■ Задание 1 ■
Определите, соответствуют ли фрагменту текста утверждения (a), (b) и (c). На каждое ответьте «да» или «нет» и подтвердите ответ точной цитатой из фрагмента текста.
(a) В последней точке работы путешественников снова четверо.
(b) Рассказчица скучала по дочери.
(c) База, до которой хотелось добраться, находится в Самарканде.
■ Задание 2 ■
Какое расстояние, согласно фрагменту текста, путешественники проезжают по прямой, «как по автобану»?

Наше поле заканчивается. Мы едем к нашей последней точке работы. Нас снова четверо. Все устали от частых переездов, трудных дорог, вездесущего песка, пыли в небольших поселениях и городках …
Я скучала по сыну. Хотелось побыстрее добраться до базы в Ташкенте, встать под горячий душ, выспаться на кровати с чистым бельем, а не на раскладушке, с подстеленной под спальник кошмой, от души закупиться фруктами, ягодами, виноградом, чтобы поесть здесь и взять с собой в Москву… и расстаться с такой разной землёй, интересной, подарившей сильные впечатления от необычной природы и замечательное путешествие. Здорово бродить по Земле, если есть куда возвращаться, если есть смысл и цель. В ином случае превратишься в перекати поле … Потеряешь ту систему координат, в которой живешь.
***
День идет к вечеру. Но для нас в кузове разницы нет. Та же полоска неба, сухой ветер, рожденный движением грузовика, и болтанка. И вдруг все заканчивается. Примерно километр мы едем по прямой, как по автобану. Воздух теряет свою колючую сухость. Слышен ПЛЕСК! ПЛЕСК ИГРАЮЩЕЙ РЫБЫ!?

[Записи из набора данных]
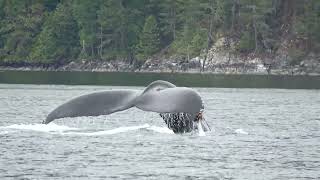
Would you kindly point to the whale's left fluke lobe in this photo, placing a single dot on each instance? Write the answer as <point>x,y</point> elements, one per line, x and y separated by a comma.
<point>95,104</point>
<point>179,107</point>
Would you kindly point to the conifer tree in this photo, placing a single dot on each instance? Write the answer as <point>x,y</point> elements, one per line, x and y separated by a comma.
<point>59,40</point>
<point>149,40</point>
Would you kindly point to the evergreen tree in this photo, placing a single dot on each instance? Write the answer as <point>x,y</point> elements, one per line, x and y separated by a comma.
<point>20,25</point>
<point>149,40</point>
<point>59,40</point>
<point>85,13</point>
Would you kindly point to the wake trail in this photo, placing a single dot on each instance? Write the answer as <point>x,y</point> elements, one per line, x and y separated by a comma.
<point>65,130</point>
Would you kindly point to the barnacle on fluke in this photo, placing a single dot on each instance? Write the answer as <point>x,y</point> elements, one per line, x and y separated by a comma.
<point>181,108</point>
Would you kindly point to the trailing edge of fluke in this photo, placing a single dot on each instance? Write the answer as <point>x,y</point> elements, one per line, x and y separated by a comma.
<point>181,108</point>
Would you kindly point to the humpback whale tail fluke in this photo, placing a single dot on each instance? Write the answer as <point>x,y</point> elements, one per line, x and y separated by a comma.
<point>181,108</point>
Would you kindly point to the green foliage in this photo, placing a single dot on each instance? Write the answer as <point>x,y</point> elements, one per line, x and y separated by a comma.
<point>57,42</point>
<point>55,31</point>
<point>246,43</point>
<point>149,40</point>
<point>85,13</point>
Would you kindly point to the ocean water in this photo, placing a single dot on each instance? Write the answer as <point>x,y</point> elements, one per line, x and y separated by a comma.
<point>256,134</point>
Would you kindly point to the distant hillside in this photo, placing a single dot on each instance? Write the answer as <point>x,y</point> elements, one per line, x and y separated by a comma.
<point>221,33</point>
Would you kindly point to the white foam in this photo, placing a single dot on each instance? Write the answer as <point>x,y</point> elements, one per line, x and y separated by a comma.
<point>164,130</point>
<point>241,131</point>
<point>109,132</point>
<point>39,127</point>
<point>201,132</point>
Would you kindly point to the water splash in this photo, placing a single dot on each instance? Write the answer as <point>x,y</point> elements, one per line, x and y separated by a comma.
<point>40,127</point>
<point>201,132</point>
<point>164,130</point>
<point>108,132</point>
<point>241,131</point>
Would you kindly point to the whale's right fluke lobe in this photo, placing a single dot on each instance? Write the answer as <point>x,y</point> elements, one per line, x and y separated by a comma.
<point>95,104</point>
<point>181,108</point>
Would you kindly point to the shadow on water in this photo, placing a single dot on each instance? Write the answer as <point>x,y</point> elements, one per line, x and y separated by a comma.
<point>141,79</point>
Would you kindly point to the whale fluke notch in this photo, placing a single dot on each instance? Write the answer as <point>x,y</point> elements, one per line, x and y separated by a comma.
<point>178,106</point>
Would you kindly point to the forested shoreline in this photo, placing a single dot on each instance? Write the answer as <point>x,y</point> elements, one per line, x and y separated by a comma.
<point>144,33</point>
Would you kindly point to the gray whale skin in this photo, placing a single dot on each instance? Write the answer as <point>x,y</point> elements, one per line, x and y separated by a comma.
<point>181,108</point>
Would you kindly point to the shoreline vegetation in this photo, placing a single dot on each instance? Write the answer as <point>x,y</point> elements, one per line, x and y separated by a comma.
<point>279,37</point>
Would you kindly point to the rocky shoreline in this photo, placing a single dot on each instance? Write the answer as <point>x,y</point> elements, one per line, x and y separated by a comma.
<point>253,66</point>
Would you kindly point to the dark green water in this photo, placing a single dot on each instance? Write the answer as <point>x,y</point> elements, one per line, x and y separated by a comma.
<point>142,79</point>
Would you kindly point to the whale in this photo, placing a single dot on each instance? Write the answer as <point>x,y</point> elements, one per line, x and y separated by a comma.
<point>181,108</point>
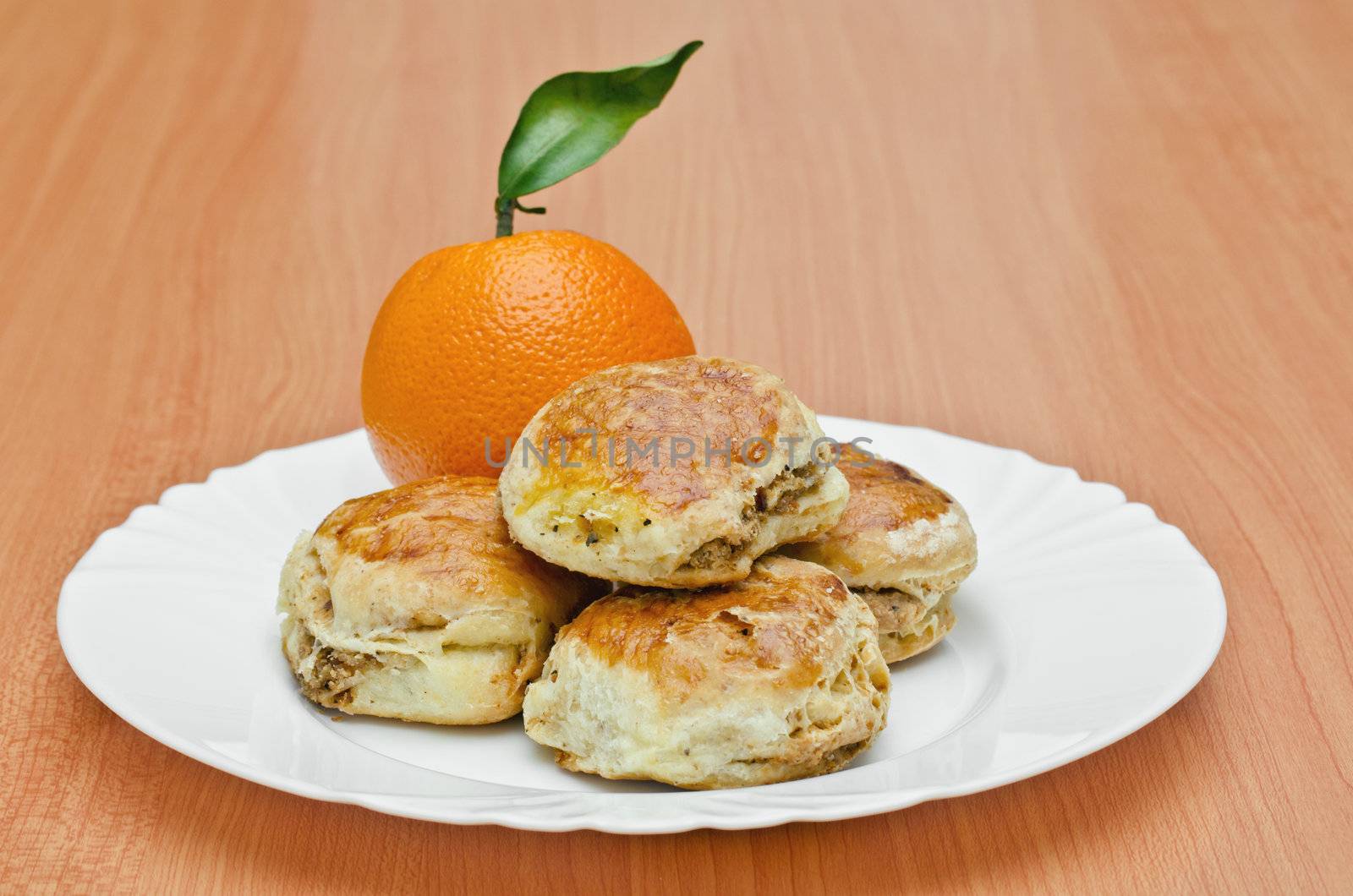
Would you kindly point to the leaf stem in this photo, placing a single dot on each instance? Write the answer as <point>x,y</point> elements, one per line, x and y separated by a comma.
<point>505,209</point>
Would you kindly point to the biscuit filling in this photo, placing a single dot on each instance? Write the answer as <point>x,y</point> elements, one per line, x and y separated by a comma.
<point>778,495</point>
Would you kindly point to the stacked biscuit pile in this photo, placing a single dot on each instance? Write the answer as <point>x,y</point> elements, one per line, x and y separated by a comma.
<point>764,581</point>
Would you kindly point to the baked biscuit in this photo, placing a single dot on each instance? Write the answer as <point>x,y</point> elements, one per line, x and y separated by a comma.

■ Полный ответ 1 ■
(a) Да: «Нас снова четверо».
(b) Нет: «Я скучала по сыну».
(c) Нет: «Хотелось побыстрее добраться до базы в Ташкенте».

■ Полный ответ 2 ■
Примерно километр.